DATA SHOWN:

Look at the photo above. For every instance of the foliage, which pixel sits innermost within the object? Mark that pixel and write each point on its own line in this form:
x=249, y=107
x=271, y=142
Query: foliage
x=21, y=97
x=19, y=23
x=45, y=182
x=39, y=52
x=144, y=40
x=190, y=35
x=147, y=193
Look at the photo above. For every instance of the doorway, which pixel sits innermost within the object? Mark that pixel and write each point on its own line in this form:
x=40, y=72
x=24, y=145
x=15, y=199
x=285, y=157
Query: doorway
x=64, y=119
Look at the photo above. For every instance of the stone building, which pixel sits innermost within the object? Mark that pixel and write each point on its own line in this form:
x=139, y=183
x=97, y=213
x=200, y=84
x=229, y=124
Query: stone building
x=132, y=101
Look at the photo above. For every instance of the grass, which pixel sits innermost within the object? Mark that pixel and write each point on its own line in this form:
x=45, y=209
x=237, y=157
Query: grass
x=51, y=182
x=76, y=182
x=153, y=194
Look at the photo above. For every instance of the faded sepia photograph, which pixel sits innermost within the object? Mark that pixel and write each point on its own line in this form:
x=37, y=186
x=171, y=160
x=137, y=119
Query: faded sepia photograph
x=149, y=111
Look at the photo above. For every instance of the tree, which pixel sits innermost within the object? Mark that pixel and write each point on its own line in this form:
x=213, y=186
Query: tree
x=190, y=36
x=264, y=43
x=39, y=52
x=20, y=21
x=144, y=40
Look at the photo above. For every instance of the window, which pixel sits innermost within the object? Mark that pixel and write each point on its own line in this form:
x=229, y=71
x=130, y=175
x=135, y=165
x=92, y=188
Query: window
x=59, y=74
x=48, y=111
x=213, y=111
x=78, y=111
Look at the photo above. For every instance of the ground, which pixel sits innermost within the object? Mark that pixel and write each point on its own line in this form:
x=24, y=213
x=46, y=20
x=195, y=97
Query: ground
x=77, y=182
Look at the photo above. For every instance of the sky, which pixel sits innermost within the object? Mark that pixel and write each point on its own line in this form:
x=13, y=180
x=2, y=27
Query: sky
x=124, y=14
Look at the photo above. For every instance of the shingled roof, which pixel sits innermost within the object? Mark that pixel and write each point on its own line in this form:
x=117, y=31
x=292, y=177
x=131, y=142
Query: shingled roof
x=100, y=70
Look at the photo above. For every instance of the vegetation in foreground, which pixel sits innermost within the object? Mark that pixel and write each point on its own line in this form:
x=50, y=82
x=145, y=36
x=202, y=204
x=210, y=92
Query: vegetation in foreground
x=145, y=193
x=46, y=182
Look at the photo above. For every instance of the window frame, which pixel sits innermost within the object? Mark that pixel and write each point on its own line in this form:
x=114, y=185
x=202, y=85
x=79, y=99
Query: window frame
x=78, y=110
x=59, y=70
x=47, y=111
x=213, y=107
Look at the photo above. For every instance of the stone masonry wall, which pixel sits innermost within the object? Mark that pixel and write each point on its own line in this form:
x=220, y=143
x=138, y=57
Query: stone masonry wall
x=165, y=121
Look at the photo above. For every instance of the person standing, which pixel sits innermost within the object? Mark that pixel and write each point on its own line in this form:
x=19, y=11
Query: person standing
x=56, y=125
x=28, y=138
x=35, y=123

EXERCISE DESCRIPTION:
Output every line of the data again, exactly.

OUTPUT FOR THIS EXERCISE:
Look at the photo above. For every instance of the foliage, which pixel sits innermost within the object? Mark that pixel and write each point on its own line in this form:
x=249, y=107
x=271, y=142
Query: foliage
x=21, y=97
x=19, y=23
x=45, y=182
x=39, y=52
x=144, y=40
x=190, y=35
x=147, y=193
Look at the photo above. For every instance of the doorway, which pixel sits innermost within the object? Mark that pixel and write each point on its own line in this form:
x=40, y=72
x=24, y=145
x=15, y=199
x=285, y=157
Query: doorway
x=64, y=119
Look at the photo above. For every instance of the stone building, which pixel sits innermost within the object? Mark that pixel and write each point on its own line in this form:
x=139, y=183
x=97, y=213
x=200, y=84
x=229, y=124
Query: stone building
x=132, y=101
Look at the photo above. For every instance of the grass, which pixel sits innermost within the object? Mark that pixel and write each point on its own line in this form:
x=45, y=209
x=237, y=157
Query: grass
x=51, y=182
x=76, y=182
x=153, y=194
Look at the photo above. For every instance of the faded sepia photograph, which pixel sits innermost within the object? Mark that pixel and write each point on its own line in this form:
x=37, y=186
x=171, y=160
x=137, y=119
Query: faded sepia photograph
x=149, y=111
Look at the photo above. For every instance of the tree, which pixel sits innermost within the object? Mark that pixel and write each point on its own line in this form:
x=213, y=186
Query: tree
x=190, y=36
x=264, y=43
x=39, y=52
x=20, y=21
x=144, y=40
Look at the photo above. For every instance of the window, which pixel sits innermost within the object? Mark that pixel and write each point on its own line in this form:
x=229, y=71
x=130, y=175
x=135, y=165
x=92, y=188
Query: window
x=59, y=74
x=48, y=111
x=213, y=111
x=78, y=111
Look at the photo above. For every instance of the ground, which pixel sits innermost within the object? Mark that pixel and write each point on its own line in this form:
x=24, y=213
x=46, y=20
x=195, y=97
Query: ground
x=77, y=182
Look at the photo above. For every instance of the sky, which pixel sits innermost within the object? Mark that pixel and write each point on its own line in this form:
x=13, y=180
x=2, y=27
Query: sky
x=124, y=14
Look at the photo above. For every instance of the shingled roof, which pixel sits innermost within the object? Mark that pixel and write each point on its own line in this form:
x=117, y=31
x=292, y=177
x=131, y=142
Query: shingled roof
x=100, y=70
Look at the photo above. For every instance of the vegetation in foreground, which pixel sits innermost within the object? Mark that pixel and write each point on its own line in this form:
x=50, y=82
x=145, y=36
x=202, y=204
x=210, y=92
Query: vegetation in foreground
x=145, y=193
x=46, y=182
Look at the photo above. For every instance of the window frame, which pixel sits innermost within the object? Mark that pixel and write each point on its own line in this form:
x=114, y=185
x=202, y=85
x=79, y=99
Query: window frame
x=78, y=110
x=59, y=70
x=47, y=111
x=213, y=107
Look at the photo above. For every instance of the stone masonry wall, which pixel sits innermost within the object? Mark that pixel and write each point on its own line in this form:
x=220, y=143
x=138, y=57
Query: stone masonry wall
x=165, y=121
Look at the photo above. For every instance of the person standing, which pixel sits innermost within the object? Mark that pixel and write each point on its own line in this form:
x=19, y=11
Query: person standing
x=56, y=125
x=28, y=138
x=35, y=123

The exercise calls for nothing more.